◆ SET EXERCISE ◆
Lines before the one containing "form [(139, 333)]." are excluded. Repeat that line and every line after it, exactly.

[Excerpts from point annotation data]

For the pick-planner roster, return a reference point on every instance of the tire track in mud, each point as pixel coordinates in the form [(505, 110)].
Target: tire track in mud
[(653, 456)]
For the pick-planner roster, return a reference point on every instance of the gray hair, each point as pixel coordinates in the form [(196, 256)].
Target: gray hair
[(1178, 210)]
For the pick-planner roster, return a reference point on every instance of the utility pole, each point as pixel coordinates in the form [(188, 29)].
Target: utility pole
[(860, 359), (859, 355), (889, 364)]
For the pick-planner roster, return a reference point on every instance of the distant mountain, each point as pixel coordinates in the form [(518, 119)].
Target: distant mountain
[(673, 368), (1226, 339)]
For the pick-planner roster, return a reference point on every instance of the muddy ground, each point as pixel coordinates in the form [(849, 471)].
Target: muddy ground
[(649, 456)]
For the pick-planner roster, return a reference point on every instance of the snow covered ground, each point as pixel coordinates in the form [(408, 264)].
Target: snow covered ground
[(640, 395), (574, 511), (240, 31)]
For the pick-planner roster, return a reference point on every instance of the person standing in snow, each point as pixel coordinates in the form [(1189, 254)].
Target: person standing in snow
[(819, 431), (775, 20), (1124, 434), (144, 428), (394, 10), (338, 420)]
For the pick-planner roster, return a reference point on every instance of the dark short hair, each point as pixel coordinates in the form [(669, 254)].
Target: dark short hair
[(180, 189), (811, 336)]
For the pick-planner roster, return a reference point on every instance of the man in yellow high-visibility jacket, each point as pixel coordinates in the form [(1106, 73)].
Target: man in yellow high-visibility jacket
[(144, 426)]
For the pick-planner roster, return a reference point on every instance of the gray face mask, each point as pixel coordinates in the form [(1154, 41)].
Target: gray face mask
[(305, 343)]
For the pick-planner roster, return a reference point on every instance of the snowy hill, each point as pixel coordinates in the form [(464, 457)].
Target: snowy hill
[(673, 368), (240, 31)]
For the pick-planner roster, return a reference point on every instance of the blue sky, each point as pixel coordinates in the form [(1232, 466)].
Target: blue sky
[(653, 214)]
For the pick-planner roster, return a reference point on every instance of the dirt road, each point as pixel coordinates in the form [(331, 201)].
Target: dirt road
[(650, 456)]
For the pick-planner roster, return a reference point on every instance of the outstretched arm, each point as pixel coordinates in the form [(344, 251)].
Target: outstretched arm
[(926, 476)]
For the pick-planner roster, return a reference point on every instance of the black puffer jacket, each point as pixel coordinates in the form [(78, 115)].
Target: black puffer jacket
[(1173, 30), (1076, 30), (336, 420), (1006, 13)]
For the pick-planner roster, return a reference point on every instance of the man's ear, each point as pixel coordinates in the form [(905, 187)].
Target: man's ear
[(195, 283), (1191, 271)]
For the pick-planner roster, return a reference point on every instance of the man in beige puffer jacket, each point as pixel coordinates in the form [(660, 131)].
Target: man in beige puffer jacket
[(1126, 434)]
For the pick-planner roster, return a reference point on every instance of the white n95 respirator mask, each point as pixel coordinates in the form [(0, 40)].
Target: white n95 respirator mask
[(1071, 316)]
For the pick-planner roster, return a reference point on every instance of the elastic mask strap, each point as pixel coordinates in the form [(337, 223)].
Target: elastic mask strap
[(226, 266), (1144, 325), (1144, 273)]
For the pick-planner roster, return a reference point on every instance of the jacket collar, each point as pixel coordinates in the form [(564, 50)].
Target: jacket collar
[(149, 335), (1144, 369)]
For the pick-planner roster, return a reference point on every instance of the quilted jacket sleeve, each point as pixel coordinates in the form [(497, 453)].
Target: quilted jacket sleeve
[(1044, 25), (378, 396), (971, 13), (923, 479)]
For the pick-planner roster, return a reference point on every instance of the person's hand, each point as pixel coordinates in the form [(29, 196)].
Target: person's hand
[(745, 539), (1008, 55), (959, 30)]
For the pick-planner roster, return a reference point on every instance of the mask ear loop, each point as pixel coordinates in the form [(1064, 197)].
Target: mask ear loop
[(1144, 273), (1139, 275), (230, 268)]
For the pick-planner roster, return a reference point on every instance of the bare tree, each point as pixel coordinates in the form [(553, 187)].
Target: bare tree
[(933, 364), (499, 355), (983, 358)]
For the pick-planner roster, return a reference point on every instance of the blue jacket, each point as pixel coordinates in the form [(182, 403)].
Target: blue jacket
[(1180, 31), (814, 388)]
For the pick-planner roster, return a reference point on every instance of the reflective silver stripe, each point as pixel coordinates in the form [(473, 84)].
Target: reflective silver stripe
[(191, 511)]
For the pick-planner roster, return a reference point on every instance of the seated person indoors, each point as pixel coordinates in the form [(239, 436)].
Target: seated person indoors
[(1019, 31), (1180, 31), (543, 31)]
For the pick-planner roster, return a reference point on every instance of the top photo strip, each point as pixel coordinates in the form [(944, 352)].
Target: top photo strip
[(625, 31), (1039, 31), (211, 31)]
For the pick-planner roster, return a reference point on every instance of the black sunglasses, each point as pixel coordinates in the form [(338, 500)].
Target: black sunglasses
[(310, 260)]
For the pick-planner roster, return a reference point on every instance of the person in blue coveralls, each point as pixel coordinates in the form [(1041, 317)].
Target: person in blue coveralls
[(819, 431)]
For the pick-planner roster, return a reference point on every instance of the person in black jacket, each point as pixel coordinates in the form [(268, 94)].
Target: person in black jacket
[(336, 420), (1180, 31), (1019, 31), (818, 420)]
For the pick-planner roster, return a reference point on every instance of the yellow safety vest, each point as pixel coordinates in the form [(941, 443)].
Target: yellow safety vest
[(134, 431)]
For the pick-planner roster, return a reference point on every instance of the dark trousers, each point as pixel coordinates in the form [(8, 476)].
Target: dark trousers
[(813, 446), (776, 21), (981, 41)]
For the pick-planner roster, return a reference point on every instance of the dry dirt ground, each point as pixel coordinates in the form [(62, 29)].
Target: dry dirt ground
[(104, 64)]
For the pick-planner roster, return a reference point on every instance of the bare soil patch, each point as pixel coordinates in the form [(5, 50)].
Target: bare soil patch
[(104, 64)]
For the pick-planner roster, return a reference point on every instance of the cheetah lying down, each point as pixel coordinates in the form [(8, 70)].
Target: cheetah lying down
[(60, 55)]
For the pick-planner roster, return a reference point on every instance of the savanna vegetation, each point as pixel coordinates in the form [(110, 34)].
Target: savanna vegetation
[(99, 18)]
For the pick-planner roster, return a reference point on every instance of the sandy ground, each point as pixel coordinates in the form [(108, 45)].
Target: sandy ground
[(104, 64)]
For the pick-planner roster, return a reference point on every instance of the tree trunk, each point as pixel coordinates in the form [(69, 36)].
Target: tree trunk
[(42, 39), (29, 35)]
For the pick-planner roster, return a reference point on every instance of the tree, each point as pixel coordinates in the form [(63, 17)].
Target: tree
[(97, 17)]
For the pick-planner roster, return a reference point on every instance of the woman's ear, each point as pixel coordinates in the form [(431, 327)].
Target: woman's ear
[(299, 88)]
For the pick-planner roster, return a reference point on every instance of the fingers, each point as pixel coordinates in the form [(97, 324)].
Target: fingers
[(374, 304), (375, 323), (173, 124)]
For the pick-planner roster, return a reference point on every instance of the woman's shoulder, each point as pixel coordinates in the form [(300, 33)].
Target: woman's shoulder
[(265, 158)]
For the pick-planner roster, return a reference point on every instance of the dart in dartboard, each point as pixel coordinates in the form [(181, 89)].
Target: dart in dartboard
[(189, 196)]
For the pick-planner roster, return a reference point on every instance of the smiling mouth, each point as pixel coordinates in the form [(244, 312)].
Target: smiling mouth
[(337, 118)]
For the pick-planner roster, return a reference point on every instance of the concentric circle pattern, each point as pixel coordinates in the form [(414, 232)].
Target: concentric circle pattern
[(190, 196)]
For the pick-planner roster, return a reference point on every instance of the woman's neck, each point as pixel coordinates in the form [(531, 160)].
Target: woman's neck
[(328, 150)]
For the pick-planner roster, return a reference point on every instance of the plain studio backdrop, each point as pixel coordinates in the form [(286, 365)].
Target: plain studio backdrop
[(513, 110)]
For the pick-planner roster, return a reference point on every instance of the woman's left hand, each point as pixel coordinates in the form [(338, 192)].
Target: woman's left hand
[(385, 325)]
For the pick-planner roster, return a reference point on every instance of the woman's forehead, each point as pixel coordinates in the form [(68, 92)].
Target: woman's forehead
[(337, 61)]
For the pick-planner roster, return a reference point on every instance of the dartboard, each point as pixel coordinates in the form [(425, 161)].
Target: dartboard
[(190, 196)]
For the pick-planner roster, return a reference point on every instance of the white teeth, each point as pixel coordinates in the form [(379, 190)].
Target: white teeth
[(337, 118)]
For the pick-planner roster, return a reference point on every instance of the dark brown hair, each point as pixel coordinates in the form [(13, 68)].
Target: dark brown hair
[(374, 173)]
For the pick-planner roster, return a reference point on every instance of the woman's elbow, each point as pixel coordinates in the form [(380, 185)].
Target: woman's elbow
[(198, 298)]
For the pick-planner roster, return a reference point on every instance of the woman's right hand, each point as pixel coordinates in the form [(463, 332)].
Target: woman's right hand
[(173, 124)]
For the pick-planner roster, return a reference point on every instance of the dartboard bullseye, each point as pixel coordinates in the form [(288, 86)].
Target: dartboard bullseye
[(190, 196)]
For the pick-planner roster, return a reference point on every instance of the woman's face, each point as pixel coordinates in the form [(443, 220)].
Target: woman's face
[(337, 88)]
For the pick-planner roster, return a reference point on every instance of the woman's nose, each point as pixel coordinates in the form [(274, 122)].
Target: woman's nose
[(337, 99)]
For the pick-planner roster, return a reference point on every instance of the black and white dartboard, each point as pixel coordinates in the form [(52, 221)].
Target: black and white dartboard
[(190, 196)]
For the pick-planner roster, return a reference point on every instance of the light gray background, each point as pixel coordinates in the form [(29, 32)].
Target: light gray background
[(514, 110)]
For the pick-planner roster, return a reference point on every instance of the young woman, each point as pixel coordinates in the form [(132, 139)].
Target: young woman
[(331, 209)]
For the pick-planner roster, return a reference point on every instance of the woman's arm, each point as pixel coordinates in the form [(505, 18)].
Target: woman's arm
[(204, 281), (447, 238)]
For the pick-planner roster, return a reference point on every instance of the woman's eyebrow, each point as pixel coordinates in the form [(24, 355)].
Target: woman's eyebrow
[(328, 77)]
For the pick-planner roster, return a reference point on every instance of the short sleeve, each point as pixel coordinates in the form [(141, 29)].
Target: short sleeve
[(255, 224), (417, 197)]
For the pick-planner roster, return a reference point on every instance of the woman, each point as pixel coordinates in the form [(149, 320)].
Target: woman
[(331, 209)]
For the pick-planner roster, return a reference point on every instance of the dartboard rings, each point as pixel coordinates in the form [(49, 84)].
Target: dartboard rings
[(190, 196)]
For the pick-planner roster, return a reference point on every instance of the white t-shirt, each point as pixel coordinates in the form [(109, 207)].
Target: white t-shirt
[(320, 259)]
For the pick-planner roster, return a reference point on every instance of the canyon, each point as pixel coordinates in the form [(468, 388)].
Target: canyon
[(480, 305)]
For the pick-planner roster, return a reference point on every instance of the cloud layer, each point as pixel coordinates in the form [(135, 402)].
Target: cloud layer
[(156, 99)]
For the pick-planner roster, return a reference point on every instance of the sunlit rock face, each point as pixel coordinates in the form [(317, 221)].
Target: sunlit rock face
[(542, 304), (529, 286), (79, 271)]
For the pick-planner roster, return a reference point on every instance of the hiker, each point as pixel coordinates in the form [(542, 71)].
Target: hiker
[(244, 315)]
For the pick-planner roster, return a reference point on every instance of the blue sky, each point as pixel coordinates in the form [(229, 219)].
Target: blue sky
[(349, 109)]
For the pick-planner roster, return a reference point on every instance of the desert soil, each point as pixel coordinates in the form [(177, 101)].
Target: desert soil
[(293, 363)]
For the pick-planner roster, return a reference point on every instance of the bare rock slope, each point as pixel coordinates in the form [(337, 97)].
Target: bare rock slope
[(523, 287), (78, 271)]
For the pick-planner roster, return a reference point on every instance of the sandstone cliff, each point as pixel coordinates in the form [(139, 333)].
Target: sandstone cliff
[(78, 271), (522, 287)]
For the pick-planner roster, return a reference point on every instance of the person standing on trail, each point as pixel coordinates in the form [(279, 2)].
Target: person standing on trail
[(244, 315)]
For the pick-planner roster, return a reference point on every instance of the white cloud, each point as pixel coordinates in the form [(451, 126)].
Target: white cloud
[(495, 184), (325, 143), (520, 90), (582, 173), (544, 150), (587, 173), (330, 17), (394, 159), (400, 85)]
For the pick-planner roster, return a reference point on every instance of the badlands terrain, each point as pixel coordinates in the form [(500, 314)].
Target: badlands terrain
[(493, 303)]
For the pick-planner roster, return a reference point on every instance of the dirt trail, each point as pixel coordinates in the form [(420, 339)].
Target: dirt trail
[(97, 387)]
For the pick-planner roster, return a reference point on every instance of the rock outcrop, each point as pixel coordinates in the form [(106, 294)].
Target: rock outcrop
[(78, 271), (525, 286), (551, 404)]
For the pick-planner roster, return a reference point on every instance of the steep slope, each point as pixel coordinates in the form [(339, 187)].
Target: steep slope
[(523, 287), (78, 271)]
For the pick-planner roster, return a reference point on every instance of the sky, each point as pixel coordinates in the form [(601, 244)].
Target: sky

◆ ANSWER FOR THIS EXERCISE ◆
For the pick-planner roster, return a reference point on every instance of the sandstone cliff, each point as pixel coordinates in the form [(139, 333)].
Target: sandstone cliff
[(78, 271), (522, 287)]
For the pick-planner roster, return a reference point on every instance of the person standing on trail, each point as pixel coordinates in the form [(279, 2)].
Target: person standing on trail
[(244, 315)]
For the pick-planner roster, return a reference point on every instance of the white cloud, each point as pixel coordinates in the form [(451, 126)].
Target: white cloud
[(495, 184), (325, 143), (520, 90), (582, 173), (544, 150), (587, 173), (330, 17), (394, 159), (400, 85)]
For the pick-planner roster, return a reference point on every instance of the badlands terrain, each point as pixel coordinates in the form [(500, 314)].
Target: badlands terrain
[(493, 303)]
For the pick-planner roster, return a reference point on every instance of the dirt trail, each point as pixel coordinates in the form [(420, 339)].
Target: dirt trail
[(97, 387)]
For the pick-planner roster, return a reference point on every instance of the rock outcrop, each point as pixel coordinates in the form [(106, 294)].
Target: rock outcrop
[(78, 271), (525, 286), (551, 404)]
For the pick-planner roster, return a reference point on every instance of the steep slope, each point as pixel coordinates in the form [(339, 187)].
Target: steep slope
[(523, 287), (78, 271)]
For the pick-planner roster, return a reference point on every instance of the sky, each point as pixel coordinates in the form [(601, 244)].
Target: sky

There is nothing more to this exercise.